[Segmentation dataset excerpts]
______

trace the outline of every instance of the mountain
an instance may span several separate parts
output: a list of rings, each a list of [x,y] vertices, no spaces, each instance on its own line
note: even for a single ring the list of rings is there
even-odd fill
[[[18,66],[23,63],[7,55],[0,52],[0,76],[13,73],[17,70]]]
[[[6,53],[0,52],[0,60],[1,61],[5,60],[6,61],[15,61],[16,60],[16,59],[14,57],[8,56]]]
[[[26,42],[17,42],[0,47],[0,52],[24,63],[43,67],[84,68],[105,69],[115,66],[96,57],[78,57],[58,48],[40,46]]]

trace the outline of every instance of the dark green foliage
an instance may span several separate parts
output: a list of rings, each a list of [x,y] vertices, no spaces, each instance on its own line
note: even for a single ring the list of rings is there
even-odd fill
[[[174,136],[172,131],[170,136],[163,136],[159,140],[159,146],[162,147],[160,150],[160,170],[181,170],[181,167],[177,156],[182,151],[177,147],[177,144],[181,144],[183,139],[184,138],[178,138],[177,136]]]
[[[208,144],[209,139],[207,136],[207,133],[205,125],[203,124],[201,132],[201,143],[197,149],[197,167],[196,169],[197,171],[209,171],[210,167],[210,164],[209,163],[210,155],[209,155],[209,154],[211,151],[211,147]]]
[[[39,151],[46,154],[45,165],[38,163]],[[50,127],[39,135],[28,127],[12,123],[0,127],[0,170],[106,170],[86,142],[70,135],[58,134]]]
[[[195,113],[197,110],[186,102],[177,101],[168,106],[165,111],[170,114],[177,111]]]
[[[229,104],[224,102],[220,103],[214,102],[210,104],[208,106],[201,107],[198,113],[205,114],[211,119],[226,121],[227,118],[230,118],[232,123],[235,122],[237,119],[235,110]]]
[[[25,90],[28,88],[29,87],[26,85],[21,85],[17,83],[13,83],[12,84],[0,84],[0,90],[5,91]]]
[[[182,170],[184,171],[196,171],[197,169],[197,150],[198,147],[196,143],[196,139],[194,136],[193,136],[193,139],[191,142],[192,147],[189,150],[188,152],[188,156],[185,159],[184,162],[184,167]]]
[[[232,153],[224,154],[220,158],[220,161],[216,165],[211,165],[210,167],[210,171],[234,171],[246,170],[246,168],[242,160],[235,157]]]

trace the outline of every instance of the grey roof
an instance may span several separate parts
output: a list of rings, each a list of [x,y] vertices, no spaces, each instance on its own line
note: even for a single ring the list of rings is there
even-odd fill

______

• [Exercise objective]: Can you give the material starting at the line that contains "trace the outline of every instance of the grey" and ending at the last line of the material as a JSON list of strings, one string per line and blank lines left out?

• [Full output]:
[
  "trace the outline of every instance of the grey roof",
  "an instance may span several separate parts",
  "output: a list of rings, each a list of [x,y] vertices, no spaces, each instance on its own line",
  "note: even for a single ring the list of rings is there",
  "even-odd fill"
]